* Reading passage:
The one where Murakami goes too far...

I’m not one of those people who really dig stories that involve time travel or an investigation of the multiverse theory. The premise is always too hard to sustain. But that Into the Spider Verse movie? That was super enjoyable. And A Wrinkle in Time - classic! Plus, we all read and enjoyed The Time Traveler’s Wife, didn’t we? However, I am a big fan of Matt Haig, and in The Midnight Library he takes a stab at creating a meaningful It’s a Wonderful Life-type tale of why it’s important to stay alive, which is, I think, an important tale to tell.

I just wish it were a bit less predictable.

Nora Seed is a deeply sad thirty-five year old woman recently fired from her part time job at a music store. She is estranged from her brother, her cat has just died, and she lives in a world of regret. Having never left her hometown, Nora’s environment is a continual reminder of her many regrets: a broken engagement, the promising rock band that she left, never having a child. One rainy Tuesday night she overdoses on antidepressants and wakes up in limbo which is, in this case, an infinite library curated by Nora’s actual elementary school librarian Mrs. Elm. (You might think there’s a metaphor at work here with the Seed / Elm imagery, but in fact, it is never developed. If you want to revisit high school English class, feel free to see the librarian as a realized version of Nora’s potential and attribute her maturity to reading and books.This librarian approves.) The opportunity being offered to Nora in this magical place is a chance to relive the moments of her life that she most regrets. Each ‘book’ is a different life / outcome; she merely needs to take it off the shelf and will find herself in a parallel life, living out those altered choices.

Nora’s first experience has her married to her former fiancee, living in a small town above a pub that they own together. This was a dream they discussed while engaged, and what Nora finds, once immersed in the life they imagined, is that (dun dun dun) it’s not actually as great as she thought it would be. The problems that led to her breaking off the engagement in her actual life still exist in this version, where they stay together. Turns out that guy wasn’t so great for her after all.

In each chapter of The Midnight Library, Nora selects a different book and lives a different life. That’s pretty much it. What she learns as she goes is that, in fact, her gut instincts were usually correct the first time around, and her life was not so much of a disaster as she thought it was. Not only is it important that she lives for her own sake, but many previously unrecognized others depend on her existence.

* Supplied data:
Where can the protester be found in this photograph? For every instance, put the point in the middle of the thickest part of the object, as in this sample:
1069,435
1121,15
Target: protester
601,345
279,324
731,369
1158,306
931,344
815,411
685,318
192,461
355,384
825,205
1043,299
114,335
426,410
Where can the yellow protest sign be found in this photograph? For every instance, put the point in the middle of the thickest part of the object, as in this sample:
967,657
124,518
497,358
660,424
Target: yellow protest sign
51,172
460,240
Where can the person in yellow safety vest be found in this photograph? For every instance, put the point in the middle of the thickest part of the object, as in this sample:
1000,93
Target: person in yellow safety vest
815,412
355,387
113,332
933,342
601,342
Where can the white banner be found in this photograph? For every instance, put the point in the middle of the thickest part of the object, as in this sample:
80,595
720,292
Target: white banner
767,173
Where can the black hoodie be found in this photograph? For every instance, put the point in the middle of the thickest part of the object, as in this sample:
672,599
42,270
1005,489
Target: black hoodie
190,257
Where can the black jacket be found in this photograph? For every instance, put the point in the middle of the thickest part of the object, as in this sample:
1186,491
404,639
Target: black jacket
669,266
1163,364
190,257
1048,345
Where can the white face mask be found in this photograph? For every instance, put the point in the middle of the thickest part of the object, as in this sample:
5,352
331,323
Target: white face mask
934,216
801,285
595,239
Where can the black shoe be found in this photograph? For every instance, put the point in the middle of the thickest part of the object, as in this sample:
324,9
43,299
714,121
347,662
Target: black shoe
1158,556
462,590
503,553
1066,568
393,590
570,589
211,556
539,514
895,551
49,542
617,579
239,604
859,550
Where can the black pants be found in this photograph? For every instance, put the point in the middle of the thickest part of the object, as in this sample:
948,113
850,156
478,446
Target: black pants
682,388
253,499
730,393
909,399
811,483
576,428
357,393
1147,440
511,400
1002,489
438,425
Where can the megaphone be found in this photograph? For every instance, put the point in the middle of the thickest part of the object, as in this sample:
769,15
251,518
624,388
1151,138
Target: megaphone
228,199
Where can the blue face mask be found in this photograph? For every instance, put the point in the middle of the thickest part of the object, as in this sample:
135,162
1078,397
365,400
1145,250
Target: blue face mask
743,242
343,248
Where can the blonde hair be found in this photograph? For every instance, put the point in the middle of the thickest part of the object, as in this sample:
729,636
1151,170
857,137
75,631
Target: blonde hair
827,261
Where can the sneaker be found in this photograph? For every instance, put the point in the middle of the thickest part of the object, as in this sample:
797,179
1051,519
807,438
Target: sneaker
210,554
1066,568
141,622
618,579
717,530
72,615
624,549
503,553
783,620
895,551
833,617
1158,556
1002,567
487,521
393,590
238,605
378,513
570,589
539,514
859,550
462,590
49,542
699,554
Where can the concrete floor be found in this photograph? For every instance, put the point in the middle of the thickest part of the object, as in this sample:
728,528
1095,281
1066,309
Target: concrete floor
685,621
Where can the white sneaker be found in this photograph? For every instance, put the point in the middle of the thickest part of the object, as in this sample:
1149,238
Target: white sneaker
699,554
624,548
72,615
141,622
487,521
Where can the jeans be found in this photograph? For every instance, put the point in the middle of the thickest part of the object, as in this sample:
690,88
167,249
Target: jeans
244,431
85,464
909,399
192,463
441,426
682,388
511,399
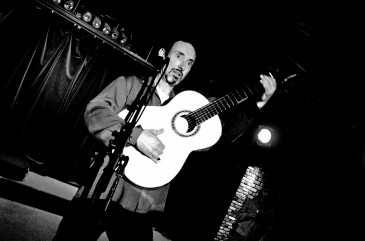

* What to work on: Do these statements agree with the review of The Midnight Library? For each, answer yes or no and quote the words of the review that decide it. 1. Nora was fired from a full-time job at a bookstore. 2. The review says the Seed / Elm imagery is never developed into a metaphor. 3. In her first parallel life, Nora and her former fiancee own a pub together.

* Response area:
1. No: "recently fired from her part time job at a music store"
2. Yes: "but in fact, it is never developed"
3. Yes: "living in a small town above a pub that they own together"